Challenge — Rewrite all the records with "expected format" changed to "required format" wherever it appears, leaving everything else the same.

Extracted information —
▬▬▬▬▬▬▬▬▬▬

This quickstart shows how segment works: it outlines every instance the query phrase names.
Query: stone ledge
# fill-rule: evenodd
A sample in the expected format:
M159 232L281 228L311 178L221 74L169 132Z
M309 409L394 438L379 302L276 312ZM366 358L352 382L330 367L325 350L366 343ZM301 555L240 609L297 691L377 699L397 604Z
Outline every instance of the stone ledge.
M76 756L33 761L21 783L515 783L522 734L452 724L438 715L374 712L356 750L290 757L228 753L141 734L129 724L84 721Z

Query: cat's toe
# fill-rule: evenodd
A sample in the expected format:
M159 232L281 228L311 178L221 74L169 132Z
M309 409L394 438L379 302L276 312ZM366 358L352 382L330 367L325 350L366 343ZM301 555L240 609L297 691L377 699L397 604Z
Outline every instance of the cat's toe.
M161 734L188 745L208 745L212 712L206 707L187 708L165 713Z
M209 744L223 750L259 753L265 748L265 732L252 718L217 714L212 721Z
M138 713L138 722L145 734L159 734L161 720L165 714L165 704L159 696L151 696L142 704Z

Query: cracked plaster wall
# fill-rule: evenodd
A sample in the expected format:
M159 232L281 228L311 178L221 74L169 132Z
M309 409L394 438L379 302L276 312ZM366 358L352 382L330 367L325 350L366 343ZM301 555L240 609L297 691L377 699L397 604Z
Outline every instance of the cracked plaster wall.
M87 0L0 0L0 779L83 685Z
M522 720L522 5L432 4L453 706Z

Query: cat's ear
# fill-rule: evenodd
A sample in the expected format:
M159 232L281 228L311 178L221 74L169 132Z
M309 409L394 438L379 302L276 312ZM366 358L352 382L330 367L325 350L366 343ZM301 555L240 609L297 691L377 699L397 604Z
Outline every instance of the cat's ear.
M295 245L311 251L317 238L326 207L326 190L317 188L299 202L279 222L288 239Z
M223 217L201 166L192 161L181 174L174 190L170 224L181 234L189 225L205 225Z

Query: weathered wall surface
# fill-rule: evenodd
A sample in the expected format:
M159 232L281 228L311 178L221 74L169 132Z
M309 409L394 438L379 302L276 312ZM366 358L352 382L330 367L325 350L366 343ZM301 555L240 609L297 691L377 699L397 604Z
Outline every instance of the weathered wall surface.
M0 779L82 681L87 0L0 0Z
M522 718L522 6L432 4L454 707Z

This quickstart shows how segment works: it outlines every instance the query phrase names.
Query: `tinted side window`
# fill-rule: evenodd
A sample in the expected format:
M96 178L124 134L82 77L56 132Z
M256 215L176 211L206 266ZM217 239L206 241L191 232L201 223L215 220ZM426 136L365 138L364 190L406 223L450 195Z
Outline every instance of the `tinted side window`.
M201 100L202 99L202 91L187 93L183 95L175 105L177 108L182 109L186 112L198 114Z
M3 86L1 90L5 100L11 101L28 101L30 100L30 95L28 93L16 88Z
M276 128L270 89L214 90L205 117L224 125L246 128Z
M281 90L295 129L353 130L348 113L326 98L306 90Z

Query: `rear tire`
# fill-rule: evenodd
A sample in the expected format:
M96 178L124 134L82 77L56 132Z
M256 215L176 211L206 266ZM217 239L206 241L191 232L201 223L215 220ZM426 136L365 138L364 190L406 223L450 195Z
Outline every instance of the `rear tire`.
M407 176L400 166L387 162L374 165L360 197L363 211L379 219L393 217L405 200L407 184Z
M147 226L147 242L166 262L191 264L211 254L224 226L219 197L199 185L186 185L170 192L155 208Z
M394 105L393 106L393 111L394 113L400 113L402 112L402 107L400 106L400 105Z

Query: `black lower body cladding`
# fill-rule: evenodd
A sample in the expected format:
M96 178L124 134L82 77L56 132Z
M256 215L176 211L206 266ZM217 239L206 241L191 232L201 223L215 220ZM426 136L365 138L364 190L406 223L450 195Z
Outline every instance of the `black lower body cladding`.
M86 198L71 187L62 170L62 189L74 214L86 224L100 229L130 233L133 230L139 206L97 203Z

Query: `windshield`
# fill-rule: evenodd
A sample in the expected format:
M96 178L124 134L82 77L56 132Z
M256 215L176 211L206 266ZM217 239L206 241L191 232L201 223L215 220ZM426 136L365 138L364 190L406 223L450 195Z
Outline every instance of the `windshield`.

▬▬▬▬▬▬▬▬▬▬

Answer to this problem —
This quickstart shows how segment works: it outlines every instance the query phrase names.
Query: stone ledge
# fill-rule: evenodd
A sample in the required format:
M159 232L281 228L311 178L221 74L169 132Z
M309 409L394 438L379 302L276 312ZM366 358L352 382L330 367L325 350L366 343ZM301 555L240 609L297 691L377 699L397 604Z
Outline every instance of the stone ledge.
M76 756L33 761L21 783L515 783L522 734L452 724L438 715L374 712L356 750L290 757L228 753L141 734L129 724L84 721Z

Query: cat's toe
# fill-rule: evenodd
A sample in the required format:
M159 232L281 228L311 178L221 74L169 132Z
M309 409L394 438L379 302L276 312ZM366 358L352 382L330 367L325 350L366 343ZM301 555L240 609L297 691L377 699L397 604Z
Outline every instance of the cat's toe.
M161 734L188 745L208 745L212 712L206 707L187 708L165 713Z
M209 744L223 750L259 753L265 748L265 732L252 718L217 714L212 721Z
M138 713L138 722L145 734L159 734L161 720L165 714L165 704L159 696L151 696L142 704Z

Query: cracked plaster wall
# fill-rule: evenodd
A sample in the required format:
M159 232L281 228L311 178L221 74L169 132Z
M309 409L394 438L379 302L276 312ZM366 358L352 382L330 367L325 350L366 343ZM301 555L240 609L297 691L377 699L397 604Z
Outline every instance of the cracked plaster wall.
M87 0L0 0L0 779L83 685Z
M522 720L522 5L432 4L453 706Z

Query: cat's ear
# fill-rule: evenodd
A sample in the required format:
M159 232L281 228L311 178L221 74L169 132Z
M309 409L394 438L379 302L276 312ZM366 358L352 382L330 367L325 350L366 343ZM301 555L240 609L297 691L377 699L397 604Z
Outline every instance of the cat's ear.
M295 245L311 251L317 238L326 207L326 190L317 188L299 202L279 222L288 239Z
M223 217L201 166L192 161L181 174L174 190L170 224L181 234L189 225L205 225Z

Query: weathered wall surface
# fill-rule: evenodd
A sample in the required format:
M159 232L281 228L311 178L221 74L169 132Z
M309 409L394 438L379 302L276 312ZM366 358L352 382L330 367L325 350L366 343ZM301 555L240 609L297 691L377 699L397 604Z
Outline every instance of the weathered wall surface.
M0 779L82 681L87 0L0 0Z
M522 718L522 6L432 4L454 707Z

This quickstart shows how segment works: it outlines every instance the query phrase names.
Query: `tinted side window`
# fill-rule: evenodd
A sample in the required format:
M96 178L124 134L82 77L56 132Z
M256 215L176 211L206 266ZM217 239L206 241L191 232L201 223L215 220ZM426 136L365 138L364 190L406 223L450 195Z
Outline every instance of the `tinted side window`.
M201 100L202 99L202 91L187 93L183 95L175 105L177 108L182 109L186 112L198 114Z
M3 86L1 90L5 100L11 101L28 101L30 100L30 95L28 93L16 88Z
M276 128L270 89L214 90L205 117L224 125L246 128Z
M281 90L295 129L353 130L348 113L326 98L306 90Z

Query: `rear tire`
# fill-rule: evenodd
A sample in the required format:
M96 178L124 134L82 77L56 132Z
M256 215L176 211L206 266ZM217 239L206 241L191 232L201 223L215 220ZM426 136L365 138L364 190L406 223L450 195Z
Outline every instance of the `rear tire`.
M407 176L400 166L387 162L374 165L360 197L363 211L379 219L393 217L405 200L407 184Z
M147 226L147 242L166 262L191 264L211 254L224 226L219 197L199 185L186 185L170 192L155 208Z
M394 105L393 106L393 111L394 113L400 113L402 112L402 107L400 106L400 105Z

Query: `black lower body cladding`
# fill-rule: evenodd
A sample in the required format:
M96 178L124 134L82 77L56 132Z
M256 215L176 211L206 266ZM217 239L206 241L191 232L201 223L215 220ZM426 136L365 138L364 190L406 223L450 195Z
Outline every instance of the `black lower body cladding`.
M86 198L71 187L62 170L62 189L74 214L86 224L100 229L130 233L133 230L139 206L97 203Z

Query: `windshield`
# fill-rule: evenodd
A sample in the required format:
M96 178L124 134L82 77L56 132Z
M256 215L176 211L206 266ZM217 239L206 241L191 232L201 223L215 220ZM426 136L365 138L364 190L406 223L450 195Z
Outline every instance of the `windshield`.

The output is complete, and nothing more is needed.